TASK REQUIREMENTS: Below is a listing; reproduce each line of it exactly.

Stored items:
——

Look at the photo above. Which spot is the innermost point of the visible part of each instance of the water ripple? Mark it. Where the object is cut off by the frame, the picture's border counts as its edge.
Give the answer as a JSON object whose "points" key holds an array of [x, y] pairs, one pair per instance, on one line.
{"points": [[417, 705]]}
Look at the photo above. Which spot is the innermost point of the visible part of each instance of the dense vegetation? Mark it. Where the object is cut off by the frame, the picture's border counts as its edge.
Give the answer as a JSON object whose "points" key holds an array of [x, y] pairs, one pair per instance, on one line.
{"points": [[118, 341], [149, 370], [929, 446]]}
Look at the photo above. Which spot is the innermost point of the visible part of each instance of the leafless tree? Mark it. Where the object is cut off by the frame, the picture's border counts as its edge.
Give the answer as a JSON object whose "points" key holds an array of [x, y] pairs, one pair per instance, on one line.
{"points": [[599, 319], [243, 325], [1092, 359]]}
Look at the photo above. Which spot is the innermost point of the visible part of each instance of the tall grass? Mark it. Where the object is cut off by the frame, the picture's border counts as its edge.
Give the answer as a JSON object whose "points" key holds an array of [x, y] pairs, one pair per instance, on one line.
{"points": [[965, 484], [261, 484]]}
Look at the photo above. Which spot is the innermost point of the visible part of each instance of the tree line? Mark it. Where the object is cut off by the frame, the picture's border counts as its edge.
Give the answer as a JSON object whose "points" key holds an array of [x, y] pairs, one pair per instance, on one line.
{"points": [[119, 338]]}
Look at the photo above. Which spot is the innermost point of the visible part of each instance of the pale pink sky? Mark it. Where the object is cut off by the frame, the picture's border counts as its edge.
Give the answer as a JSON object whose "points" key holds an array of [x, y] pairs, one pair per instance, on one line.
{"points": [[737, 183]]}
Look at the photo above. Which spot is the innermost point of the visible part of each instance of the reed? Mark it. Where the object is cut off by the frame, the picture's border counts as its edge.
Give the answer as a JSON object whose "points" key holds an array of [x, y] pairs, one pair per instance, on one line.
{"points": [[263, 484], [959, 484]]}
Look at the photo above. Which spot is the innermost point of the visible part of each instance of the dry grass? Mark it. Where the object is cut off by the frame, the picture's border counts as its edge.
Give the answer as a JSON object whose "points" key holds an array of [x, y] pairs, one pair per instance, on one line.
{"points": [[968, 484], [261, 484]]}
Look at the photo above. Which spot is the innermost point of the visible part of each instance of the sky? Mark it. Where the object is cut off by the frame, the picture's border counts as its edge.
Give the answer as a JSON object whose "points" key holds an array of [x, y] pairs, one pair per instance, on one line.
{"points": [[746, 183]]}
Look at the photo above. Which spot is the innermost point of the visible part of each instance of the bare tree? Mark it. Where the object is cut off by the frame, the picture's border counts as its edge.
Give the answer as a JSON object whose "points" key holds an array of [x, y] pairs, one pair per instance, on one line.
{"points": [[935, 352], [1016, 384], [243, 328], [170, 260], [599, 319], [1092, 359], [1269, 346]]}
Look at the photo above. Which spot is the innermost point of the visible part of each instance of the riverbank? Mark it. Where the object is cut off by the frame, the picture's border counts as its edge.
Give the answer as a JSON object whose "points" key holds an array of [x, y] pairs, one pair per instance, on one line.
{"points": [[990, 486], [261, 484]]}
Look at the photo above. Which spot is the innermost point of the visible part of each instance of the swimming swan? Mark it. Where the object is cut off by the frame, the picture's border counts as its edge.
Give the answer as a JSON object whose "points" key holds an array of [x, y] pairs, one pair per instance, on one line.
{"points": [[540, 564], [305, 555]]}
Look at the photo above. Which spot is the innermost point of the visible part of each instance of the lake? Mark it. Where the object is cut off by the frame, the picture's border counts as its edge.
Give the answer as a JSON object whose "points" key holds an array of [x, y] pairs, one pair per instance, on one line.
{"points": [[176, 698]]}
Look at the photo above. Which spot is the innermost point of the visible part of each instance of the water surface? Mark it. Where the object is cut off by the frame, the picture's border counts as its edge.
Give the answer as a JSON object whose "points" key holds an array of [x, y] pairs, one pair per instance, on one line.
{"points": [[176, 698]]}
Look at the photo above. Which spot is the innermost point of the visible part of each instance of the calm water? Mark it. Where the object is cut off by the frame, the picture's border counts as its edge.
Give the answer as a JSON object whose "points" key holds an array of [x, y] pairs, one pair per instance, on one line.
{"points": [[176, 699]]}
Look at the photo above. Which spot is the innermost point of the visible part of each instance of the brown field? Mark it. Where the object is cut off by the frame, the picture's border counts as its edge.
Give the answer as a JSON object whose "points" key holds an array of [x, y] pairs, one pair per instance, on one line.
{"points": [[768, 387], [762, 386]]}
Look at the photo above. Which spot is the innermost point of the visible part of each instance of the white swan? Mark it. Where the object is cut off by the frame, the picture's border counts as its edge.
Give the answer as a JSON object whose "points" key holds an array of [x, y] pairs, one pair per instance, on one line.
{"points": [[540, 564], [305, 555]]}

——

REPLY:
Look at the photo above. Which spot is the innermost point of the visible part of each instance of the water ripple? Mark it. Where the object is cut off by the frame, the picture's border counts as its edge.
Give the answer as a JSON object whose "points" key holds an array of [x, y] pairs, one pair per instance, on one line.
{"points": [[417, 705]]}
Look at the photo above. Which spot is the innermost point of the visible part of each instance of the dense vegetation? Mark it. Where the object is cut off by the frame, the picture's border counts as its edge.
Give the answer as a JSON object whose "points" key holds an array of [x, y] pairs, one pair per instance, on one line.
{"points": [[118, 341], [149, 370], [929, 446]]}
Look at the photo above. Which spot is the innermost point of the visible part of each instance of the leafless tree? Mark it. Where the object is cut off by the frame, the picture's border counts as its edge.
Give the answer as a JSON object whose "points" key holds an array of [x, y] pairs, one pair per instance, on one line.
{"points": [[599, 319], [243, 325], [1092, 359]]}
Look at the photo above. Which spot is the innermost point of the visible part of each instance of the tall grass? Mark it. Where the object is cut off by the frame, the picture's border counts as its edge.
Give the answer as a JSON object whose "points" key holds an array of [x, y] pairs, one pair per instance, on one line.
{"points": [[965, 484], [261, 484]]}
Look at the photo above. Which spot is the innermost point of the visible part of each instance of the tree line? Mark it. Where the object is cut off by the frame, the picture's border counts as its edge.
Give the answer as a JSON object whose "points" key holds an array of [x, y] pairs, one pair per instance, on one line.
{"points": [[119, 338]]}
Look at the photo above. Which spot is the innermost point of the visible part of each instance of the pale pink sky? Mark it. Where the object is cut off by the frame, the picture's border counts as its edge.
Give the answer as a JSON object whose "points" key holds an array of [x, y] pairs, one pair per instance, on one line.
{"points": [[737, 183]]}
Look at the photo above. Which spot is the innermost point of the visible part of each instance of the reed? Mark it. Where the object is cut off by the frame, the picture's border counts as its edge.
Give the answer as a JSON object whose "points" key holds an array of [x, y] pairs, one pair per instance, on one line.
{"points": [[263, 484], [959, 484]]}
Look at the photo above. Which spot is the innermost point of the visible part of each instance of the dry grass? Mark it. Where the object is cut off by the frame, the picture's border counts as its edge.
Give the answer as a JSON object whose "points" key holds an array of [x, y] pairs, one pair per instance, on one line.
{"points": [[968, 484], [261, 484]]}
Look at the photo above. Which spot is the innermost point of the visible part of each instance of the sky? Mark it. Where the object is cut off by the frame, the picture's border counts as its edge.
Give the answer as a JSON object whose "points" key holds an array of [x, y] pairs, one pair per instance, on one line.
{"points": [[746, 183]]}
Look at the photo above. Which spot is the innermost point of the visible part of each instance of the bare tree? Mark it. Where the object is cut off by the frame, the picture's border counts as its edge.
Give the answer as a JSON object whose "points" key holds an array of [x, y] pairs, one pair per instance, on one line.
{"points": [[935, 352], [1016, 384], [243, 328], [170, 260], [599, 319], [1092, 359], [1269, 346]]}
Look at the photo above. Which spot is the innermost point of the visible part of each instance of the riverbank? Mark it. Where the object is cut off by the frame, the picture's border counts as its edge.
Give the answer as a JSON object whose "points" key holds an array of [x, y] pairs, one pair per instance, on one line.
{"points": [[990, 486], [261, 484]]}
Look at the photo above. Which spot is the innermost point of the visible part of each instance of the swimming swan? Mark it. Where the object is cut off by the frame, the picture's border counts as its edge.
Give the answer as a JSON object whose "points" key holds an array of [x, y] pairs, one pair per instance, on one line.
{"points": [[540, 564], [305, 555]]}
Look at the photo above. Which spot is the innermost point of the visible part of each instance of the lake? Mark it. Where the object is cut off by the frame, the picture's border counts as its edge.
Give the answer as a JSON object whose "points" key holds an array of [x, y] pairs, one pair per instance, on one line.
{"points": [[176, 698]]}
Look at the photo above. Which spot is the innermost point of the visible part of each instance of the water surface? Mark it. Where the object is cut off by the frame, the picture's border counts as its edge.
Give the answer as a JSON object whose "points" key holds an array of [x, y] pairs, one pair per instance, on one line.
{"points": [[176, 698]]}
Look at the photo above. Which spot is the innermost point of the visible part of each instance of the calm water? Mark it. Where the object is cut off by the frame, the picture's border counts as its edge.
Give the answer as a JSON object whose "points" key holds an array of [x, y] pairs, one pair per instance, on one line.
{"points": [[176, 699]]}
Look at the photo above. Which spot is the innermost point of the visible part of each instance of the brown field? Mark it. Where the object is cut off by the frame, the picture's border counts as its edge.
Give the answer as a JSON object whose "points" key holds an array of [x, y] pairs, one pair per instance, on one line.
{"points": [[768, 387], [762, 386]]}
Look at the photo above. Which spot is the innermost point of the visible part of each instance of the white swan? Mark it. Where the object is cut off by the frame, the picture's border counts as its edge.
Give the answer as a JSON object whose "points" key holds an array of [x, y] pairs, one pair per instance, on one line.
{"points": [[540, 564], [305, 555]]}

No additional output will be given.